Task statement:
Convert the records between the line containing "of the wooden" and the line containing "pixel 45 804", inclusive, into a two-column CSV headed text and answer. Give one row per record, and place each value in a single quoted field with any line breaks changed to spaces.

Supplied data:
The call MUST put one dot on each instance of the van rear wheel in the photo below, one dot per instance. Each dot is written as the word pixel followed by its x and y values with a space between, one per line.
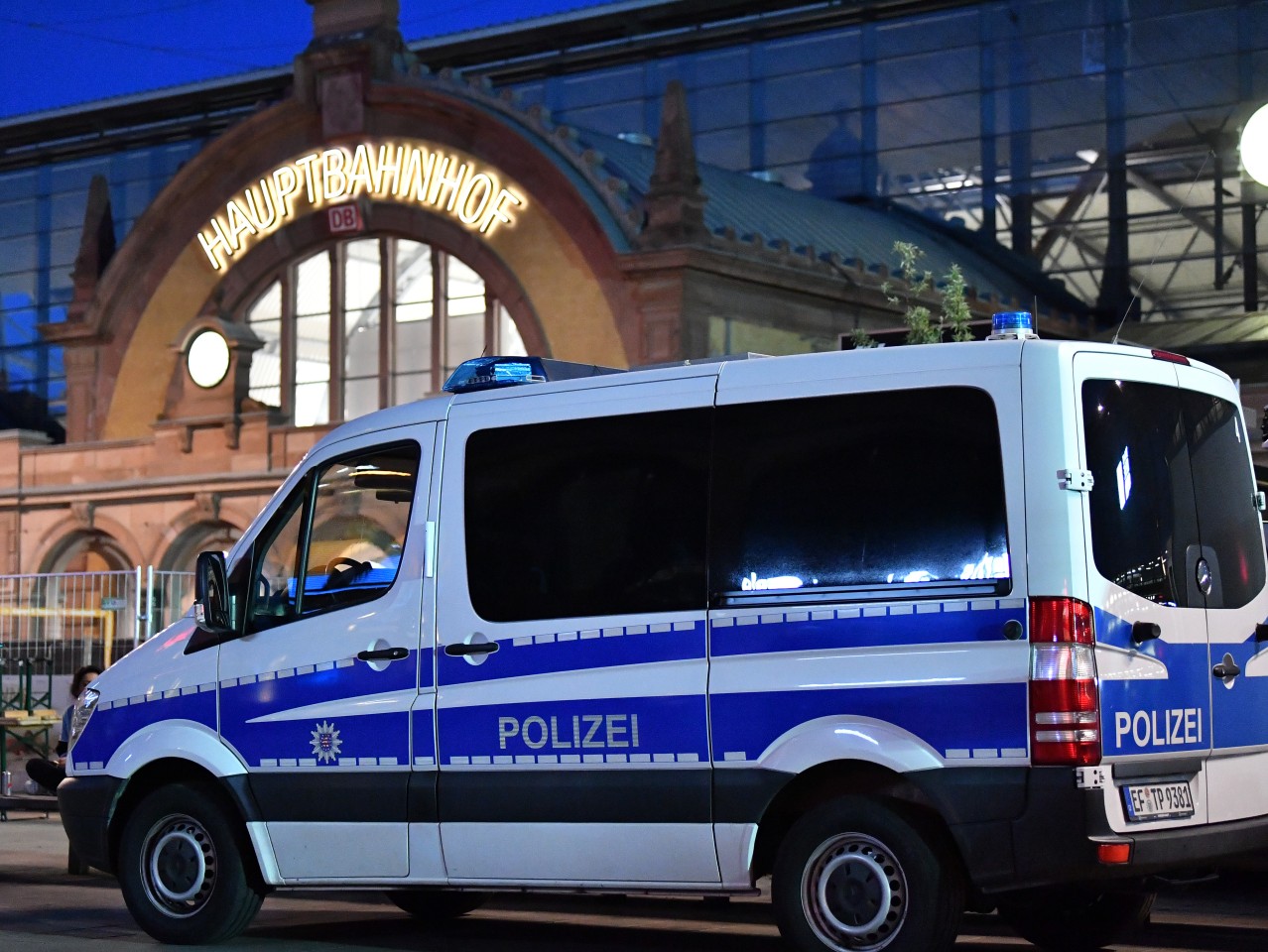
pixel 856 876
pixel 437 905
pixel 183 869
pixel 1076 919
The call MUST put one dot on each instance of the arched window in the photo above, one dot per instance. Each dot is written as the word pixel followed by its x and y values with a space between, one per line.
pixel 369 323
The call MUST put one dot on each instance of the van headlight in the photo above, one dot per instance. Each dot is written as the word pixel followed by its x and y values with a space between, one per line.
pixel 83 707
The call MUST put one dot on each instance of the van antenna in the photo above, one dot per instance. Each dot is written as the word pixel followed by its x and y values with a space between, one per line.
pixel 1159 247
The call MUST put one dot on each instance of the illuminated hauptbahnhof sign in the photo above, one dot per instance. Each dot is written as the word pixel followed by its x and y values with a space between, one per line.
pixel 410 173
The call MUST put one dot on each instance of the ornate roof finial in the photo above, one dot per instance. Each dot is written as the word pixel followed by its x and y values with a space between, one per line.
pixel 96 246
pixel 675 203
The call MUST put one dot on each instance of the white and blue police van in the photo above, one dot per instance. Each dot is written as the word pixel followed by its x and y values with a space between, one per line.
pixel 911 630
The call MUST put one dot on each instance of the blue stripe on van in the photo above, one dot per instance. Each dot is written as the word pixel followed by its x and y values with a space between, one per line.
pixel 424 730
pixel 983 719
pixel 110 727
pixel 575 651
pixel 872 627
pixel 1155 715
pixel 649 730
pixel 368 739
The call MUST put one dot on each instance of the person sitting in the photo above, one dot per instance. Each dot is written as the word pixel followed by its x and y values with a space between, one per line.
pixel 46 774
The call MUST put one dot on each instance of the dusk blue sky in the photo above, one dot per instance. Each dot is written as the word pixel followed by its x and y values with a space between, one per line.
pixel 64 53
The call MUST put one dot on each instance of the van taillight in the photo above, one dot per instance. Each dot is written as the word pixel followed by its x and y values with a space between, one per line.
pixel 1064 700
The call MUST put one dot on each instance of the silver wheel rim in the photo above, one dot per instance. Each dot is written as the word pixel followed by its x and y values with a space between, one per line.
pixel 178 866
pixel 853 892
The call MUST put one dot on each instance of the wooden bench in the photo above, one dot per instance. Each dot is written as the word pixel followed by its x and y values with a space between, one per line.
pixel 45 804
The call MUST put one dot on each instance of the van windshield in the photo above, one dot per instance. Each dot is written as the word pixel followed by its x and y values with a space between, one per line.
pixel 1172 486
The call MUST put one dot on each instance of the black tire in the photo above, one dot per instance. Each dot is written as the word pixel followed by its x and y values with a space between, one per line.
pixel 856 876
pixel 1076 919
pixel 183 867
pixel 437 905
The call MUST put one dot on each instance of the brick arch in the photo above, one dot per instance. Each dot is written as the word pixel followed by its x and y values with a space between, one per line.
pixel 562 251
pixel 260 267
pixel 105 536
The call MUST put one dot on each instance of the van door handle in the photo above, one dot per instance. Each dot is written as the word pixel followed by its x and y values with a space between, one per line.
pixel 1143 632
pixel 384 654
pixel 473 648
pixel 1227 668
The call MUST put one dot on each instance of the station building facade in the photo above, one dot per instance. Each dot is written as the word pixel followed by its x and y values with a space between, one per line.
pixel 219 277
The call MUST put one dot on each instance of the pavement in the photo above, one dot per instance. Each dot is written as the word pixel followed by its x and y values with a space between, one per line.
pixel 46 909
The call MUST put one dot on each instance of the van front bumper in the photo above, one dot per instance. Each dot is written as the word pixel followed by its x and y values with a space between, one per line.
pixel 86 805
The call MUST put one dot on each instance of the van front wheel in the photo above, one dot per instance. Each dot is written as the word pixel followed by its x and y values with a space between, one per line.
pixel 183 869
pixel 855 876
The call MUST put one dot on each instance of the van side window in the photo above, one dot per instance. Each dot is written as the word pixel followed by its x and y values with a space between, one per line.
pixel 858 490
pixel 586 518
pixel 341 533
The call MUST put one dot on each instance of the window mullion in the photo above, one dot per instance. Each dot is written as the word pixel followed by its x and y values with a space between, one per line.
pixel 337 284
pixel 387 321
pixel 439 317
pixel 287 345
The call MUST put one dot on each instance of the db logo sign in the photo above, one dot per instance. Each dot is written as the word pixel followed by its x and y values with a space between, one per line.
pixel 343 219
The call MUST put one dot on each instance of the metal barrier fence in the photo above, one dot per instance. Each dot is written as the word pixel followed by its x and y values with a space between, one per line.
pixel 50 625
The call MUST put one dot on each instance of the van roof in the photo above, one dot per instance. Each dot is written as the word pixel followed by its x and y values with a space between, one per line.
pixel 747 367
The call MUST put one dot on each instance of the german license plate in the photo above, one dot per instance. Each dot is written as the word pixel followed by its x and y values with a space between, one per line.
pixel 1158 801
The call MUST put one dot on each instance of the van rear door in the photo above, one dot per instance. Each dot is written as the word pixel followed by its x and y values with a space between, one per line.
pixel 1176 574
pixel 1144 552
pixel 1231 534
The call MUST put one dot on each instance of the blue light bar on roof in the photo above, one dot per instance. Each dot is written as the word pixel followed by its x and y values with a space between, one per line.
pixel 491 373
pixel 1012 324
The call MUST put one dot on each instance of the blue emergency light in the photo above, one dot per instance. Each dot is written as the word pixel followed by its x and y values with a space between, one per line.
pixel 1012 324
pixel 489 373
pixel 492 373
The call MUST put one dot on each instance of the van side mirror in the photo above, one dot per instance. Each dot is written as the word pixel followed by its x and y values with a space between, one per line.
pixel 213 605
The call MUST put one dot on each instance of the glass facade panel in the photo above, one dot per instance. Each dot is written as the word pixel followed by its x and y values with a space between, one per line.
pixel 363 295
pixel 464 329
pixel 298 329
pixel 264 318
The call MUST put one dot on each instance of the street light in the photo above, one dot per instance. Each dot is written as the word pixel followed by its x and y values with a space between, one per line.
pixel 1254 146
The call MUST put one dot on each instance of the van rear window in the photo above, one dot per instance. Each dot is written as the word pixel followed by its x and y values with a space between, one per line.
pixel 863 490
pixel 1172 486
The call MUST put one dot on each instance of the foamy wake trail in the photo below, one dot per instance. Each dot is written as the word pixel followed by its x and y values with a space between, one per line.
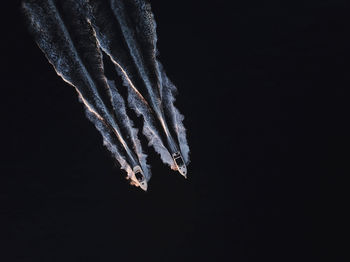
pixel 55 41
pixel 106 30
pixel 143 20
pixel 176 118
pixel 75 35
pixel 147 73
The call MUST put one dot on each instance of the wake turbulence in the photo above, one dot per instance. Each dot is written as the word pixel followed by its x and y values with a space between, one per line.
pixel 75 35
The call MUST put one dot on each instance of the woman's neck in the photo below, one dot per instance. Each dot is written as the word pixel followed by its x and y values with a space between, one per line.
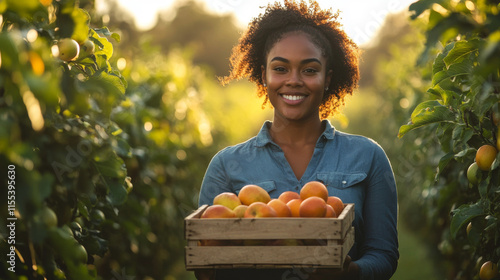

Completed exercise:
text,answer
"The call MUST put one dot on each instance of the wooden bench in the photo above, one dot per instance. Each dot is written as the word pixel followed by its x and y values with a space between, one per line.","pixel 45 804"